Edward mani di forbice (da Movieplayer.it)
Questa pellicola può essere considerata la più rappresentativa e matura di Tim Burton, la storia semplice e allo stesso tempo complicata, possiede il fascino e la magia di una vecchia fiaba, di quelle che si sentono raccontare dai nonni attorno al caminetto, magari mentre fuori nevica... 
I temi trattati sono di una ricchezza incredibile ed è difficile descriverli tutti! Se la base del film sembra la classica parabola sul diritto a essere diversi, sulla libertà di sognare e sul trionfo dell'innocenza, la trattazione appare originalissima, impreziosita da elementi folli e surreali che fanno da marchio inconfondibile delle opere burtoniane.
Veniamo catapultati nell'atmosfera poetica del film già dai primi fotogrammi, il simbolo della 20th Century Fox diventa particolarmente bello, ghiacciato, blu sotto una nevicata incessante e ci accoglie, come di consueto, prima dei titoli iniziali; la curiosità dello spettatore viene solleticata dalla musica di 
Danny Elfman, onirica e dolce, che introduce i credits, mentre l'attenzione va focalizzandosi sul percorso intrapreso dalla camera all'interno di un edificio inquietante, man mano che ci si addentra le tenebre vengono squarciate e si palesa una realtà dominata dalle nuances in contrasto del bianco e del nero: ripide scale, enormi forbici, robot immersi nel fumo e insoliti marchingegni si alternano sullo schermo, via libera alla fantasia! alcuni biscotti bianchi e blu compaiono e scompaiono davanti ai nostri occhi, mani d'alabastro dominano la scena e poi il viso di Vincent Price, sereno, aristocratico e dormiente, punto focale dell'intero racconto, sfila per ultimo quindi si dissolve tra i fiocchi di neve.

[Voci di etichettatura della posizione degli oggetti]
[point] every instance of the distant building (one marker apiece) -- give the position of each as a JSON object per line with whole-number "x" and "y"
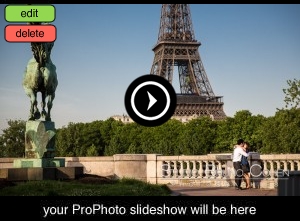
{"x": 183, "y": 119}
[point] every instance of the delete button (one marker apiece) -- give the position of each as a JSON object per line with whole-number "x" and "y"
{"x": 30, "y": 33}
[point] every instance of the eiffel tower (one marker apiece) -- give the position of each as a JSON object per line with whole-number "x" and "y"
{"x": 177, "y": 46}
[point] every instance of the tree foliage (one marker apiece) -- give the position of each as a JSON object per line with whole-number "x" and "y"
{"x": 292, "y": 94}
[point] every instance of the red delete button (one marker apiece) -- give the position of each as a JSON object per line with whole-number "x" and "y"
{"x": 30, "y": 33}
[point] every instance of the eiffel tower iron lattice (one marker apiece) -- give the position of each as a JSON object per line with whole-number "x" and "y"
{"x": 177, "y": 47}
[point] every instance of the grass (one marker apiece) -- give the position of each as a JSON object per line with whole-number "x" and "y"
{"x": 85, "y": 187}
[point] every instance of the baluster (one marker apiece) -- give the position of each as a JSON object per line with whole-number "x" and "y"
{"x": 292, "y": 163}
{"x": 200, "y": 171}
{"x": 188, "y": 170}
{"x": 181, "y": 170}
{"x": 271, "y": 170}
{"x": 194, "y": 171}
{"x": 285, "y": 167}
{"x": 169, "y": 170}
{"x": 219, "y": 170}
{"x": 206, "y": 171}
{"x": 175, "y": 170}
{"x": 213, "y": 170}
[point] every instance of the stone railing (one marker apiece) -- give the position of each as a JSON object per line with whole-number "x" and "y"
{"x": 201, "y": 170}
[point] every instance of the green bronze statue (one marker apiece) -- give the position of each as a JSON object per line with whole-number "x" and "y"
{"x": 40, "y": 76}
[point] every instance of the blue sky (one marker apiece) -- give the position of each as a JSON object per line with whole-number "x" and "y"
{"x": 248, "y": 52}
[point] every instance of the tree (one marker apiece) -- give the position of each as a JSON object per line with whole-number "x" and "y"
{"x": 292, "y": 94}
{"x": 12, "y": 141}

CONSEGNE:
1. Nel testo su Edward mani di forbice si afferma che è difficile descrivere tutti i temi del film. Spiega in una o due frasi il motivo indicato.
2. Rispondi alle seguenti domande sul testo su Edward mani di forbice.
(a) Su quali diritti e valori verte la classica parabola che sembra fare da base al film?
(b) Come appare il simbolo della 20th Century Fox nei primi fotogrammi?
(c) Di chi è il viso che sfila per ultimo prima di dissolversi tra i fiocchi di neve?

SOLUZIONI:
1. È difficile descriverli tutti perché i temi trattati sono di una ricchezza incredibile.

2.
(a) Sul diritto a essere diversi, sulla libertà di sognare e sul trionfo dell'innocenza.
(b) Particolarmente bello, ghiacciato, blu sotto una nevicata incessante.
(c) Di Vincent Price.